PROMPT — Identify each line in the items below that contains the word "water", and copy every such line in full.

DATA FOR THIS EXERCISE —

#####

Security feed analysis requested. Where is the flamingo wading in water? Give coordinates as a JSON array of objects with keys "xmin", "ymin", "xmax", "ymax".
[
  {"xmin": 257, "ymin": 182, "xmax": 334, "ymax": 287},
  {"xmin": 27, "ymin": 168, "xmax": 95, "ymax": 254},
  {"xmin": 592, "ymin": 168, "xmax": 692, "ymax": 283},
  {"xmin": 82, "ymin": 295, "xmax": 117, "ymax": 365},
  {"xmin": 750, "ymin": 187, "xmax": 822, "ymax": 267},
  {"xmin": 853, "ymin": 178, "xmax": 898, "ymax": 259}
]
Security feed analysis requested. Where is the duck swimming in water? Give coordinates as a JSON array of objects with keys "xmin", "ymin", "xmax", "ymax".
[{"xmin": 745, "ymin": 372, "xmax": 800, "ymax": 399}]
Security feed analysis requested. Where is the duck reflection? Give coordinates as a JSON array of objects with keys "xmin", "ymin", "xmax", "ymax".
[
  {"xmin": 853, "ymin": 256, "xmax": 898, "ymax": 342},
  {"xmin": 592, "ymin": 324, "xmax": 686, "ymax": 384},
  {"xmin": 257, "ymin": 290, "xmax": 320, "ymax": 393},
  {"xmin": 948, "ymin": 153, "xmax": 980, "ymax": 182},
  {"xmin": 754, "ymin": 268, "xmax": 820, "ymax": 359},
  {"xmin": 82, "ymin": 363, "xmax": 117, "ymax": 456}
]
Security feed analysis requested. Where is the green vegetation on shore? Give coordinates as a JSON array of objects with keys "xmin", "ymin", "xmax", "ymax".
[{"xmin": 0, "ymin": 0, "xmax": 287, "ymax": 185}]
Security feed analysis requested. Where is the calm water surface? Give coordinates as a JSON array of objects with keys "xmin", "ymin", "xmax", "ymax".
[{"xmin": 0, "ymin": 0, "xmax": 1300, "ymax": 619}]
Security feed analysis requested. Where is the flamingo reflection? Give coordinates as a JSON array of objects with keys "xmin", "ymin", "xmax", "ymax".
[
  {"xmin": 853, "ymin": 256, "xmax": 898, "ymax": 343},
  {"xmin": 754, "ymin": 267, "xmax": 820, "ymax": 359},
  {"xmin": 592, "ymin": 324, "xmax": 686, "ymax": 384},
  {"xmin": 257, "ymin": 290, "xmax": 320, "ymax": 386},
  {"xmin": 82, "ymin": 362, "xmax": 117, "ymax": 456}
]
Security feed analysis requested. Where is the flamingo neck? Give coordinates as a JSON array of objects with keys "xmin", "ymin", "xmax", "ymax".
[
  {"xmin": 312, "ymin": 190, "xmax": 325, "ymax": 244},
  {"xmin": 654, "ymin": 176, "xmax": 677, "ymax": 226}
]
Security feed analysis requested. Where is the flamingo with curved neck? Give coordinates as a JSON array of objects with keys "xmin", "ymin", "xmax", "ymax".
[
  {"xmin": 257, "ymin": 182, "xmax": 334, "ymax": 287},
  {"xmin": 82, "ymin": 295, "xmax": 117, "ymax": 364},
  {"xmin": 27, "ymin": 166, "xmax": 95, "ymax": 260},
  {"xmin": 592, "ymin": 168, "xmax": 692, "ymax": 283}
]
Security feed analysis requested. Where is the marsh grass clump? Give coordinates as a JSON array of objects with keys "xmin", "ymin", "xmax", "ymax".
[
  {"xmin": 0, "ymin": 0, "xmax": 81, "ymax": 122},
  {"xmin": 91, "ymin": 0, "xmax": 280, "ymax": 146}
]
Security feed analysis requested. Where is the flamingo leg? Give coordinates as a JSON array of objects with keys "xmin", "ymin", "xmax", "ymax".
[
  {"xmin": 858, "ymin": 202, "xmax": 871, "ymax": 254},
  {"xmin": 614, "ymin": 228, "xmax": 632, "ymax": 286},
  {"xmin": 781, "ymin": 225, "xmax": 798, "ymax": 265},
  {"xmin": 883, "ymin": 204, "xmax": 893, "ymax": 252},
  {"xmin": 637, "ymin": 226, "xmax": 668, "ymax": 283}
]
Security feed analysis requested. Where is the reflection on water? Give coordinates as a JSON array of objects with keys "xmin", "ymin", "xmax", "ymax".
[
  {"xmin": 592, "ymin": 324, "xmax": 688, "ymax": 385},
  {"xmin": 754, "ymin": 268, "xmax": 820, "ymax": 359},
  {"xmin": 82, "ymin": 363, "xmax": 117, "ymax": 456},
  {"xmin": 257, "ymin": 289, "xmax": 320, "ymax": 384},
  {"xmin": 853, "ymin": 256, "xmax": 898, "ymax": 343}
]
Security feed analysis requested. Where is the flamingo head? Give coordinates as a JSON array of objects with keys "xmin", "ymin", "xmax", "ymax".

#####

OUTPUT OF THE EXERCISE —
Security feed analysis requested. Where is the flamingo wading in water? Give coordinates as a JSON array of objects with keys "xmin", "ymin", "xmax", "ymax".
Security feed analysis requested. Where is the duck swimming in water? Give coordinates as a JSON array of objects with keys "xmin", "ymin", "xmax", "ymax".
Security feed analysis requested. Where is the calm water surface? Give coordinates as a JSON array of objects with keys "xmin", "ymin", "xmax", "ymax".
Security feed analysis requested. Where is the reflection on water? Give coordinates as a JSON array of objects with keys "xmin", "ymin", "xmax", "ymax".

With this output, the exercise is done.